• **Source excerpt**:
----
On Thu, 2007-04-26 at 16:55 +1000, Dave Airlie wrote:
> Hi,
> 
> The patch is too big to fit on the list and I've no idea how we could
> break it down further, it just happens to be a lot of new code..
> 
> http://people.freedesktop.org/~airlied/ttm/0001-drm-Implement-TTM-Memory-manager-core-functionality.txt
> 
> The patch header and diffstat are below,
> 
> This isn't for integration yet but we'd like an initial review by
> anyone with the spare time and inclination, there is a lot stuff
> relying on getting this code bet into shape and into the kernel but
> any cleanups people can suggest now especially to the user interfaces
> would be appreciated as once we set that stuff in stone it'll be a
> pain to change... also it doesn't have any driver side code, this is
> just the generic pieces. I'll post the intel 915 side code later but
> there isn't that much to it..
> 
> It applies on top of my drm-2.6 git tree drm-mm branch....
> 
> -----------------------------------------------------------------------------------------------------
> 
> This patch brings in the TTM (Translation Table Maps) memory
> management
> system from Thomas Hellstrom at Tungsten Graphics.
> 
> This patch only covers the core functionality and changes to the drm
> core.
> 
> The TTM memory manager enables dynamic mapping of memory objects in
> and
> out of the graphic card accessible memory (e.g. AGP), this implements
> the AGP backend for TTM to be used by the i915 driver.
----
• **Material provided**:
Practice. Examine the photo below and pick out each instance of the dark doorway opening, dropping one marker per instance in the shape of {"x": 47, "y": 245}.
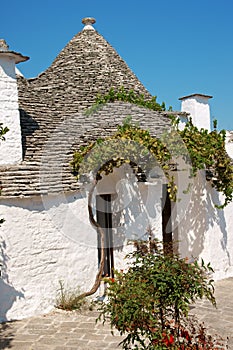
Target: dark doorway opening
{"x": 167, "y": 222}
{"x": 104, "y": 219}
----
• **Written problem A**:
According to the TTM patch announcement, why do the developers want suggestions on the user interfaces now? Answer in one to three sentences.
• **Written problem B**:
In the TTM patch announcement, which tree and branch does the patch apply on top of?
• **Written problem C**:
Go on with the TTM patch announcement from the point where it stops.

• **Exercise output A**:
Once the user interfaces are set in stone, they will be a pain to change. Cleanups suggested now can still be made easily.

• **Exercise output B**:
It applies on top of the drm-2.6 git tree, drm-mm branch.

• **Exercise output C**:
I've been slow responding, but we've been talking a lot on IRC and at
Intel about the TTM interface recently, and trying to come up with a
concensus between us as to what we'd like to see.

1) Multiplexed ioctls hurt
The first issue I have with this version is the userland interface.
You've got two ioctls for buffer management and once for fence
management, yet these 3 ioctls are actually just attempting to be
generic interfaces for around 25 actual functions you want to call
(except for the unimplemented ones, drm_bo_fence and drm_bo_ref_fence).
So there are quasi-generic arguments to these ioctls, where most of the
members are ignored by any given function, but it's not obvious to the
caller which ones.  There's no comments or anything as to what the
arguments to these functions are or what exactly they do.  We've got 100
generic ioctl numbers allocated and unused still, so I don't think we
should be shy about having separate ioctls for separate functions, if
this is the interface we expect to use going forward.

2) Early microoptimizations
There's also apparently an unused way to chain these function calls in a
single ioctl call for the buffer object ioctl.  This is one of a couple
of microoptimizations at the expense of code clarity which have bothered
me while reviewing the TTM code, when I'm guessing no testing was done
to see if it was actually a bottleneck.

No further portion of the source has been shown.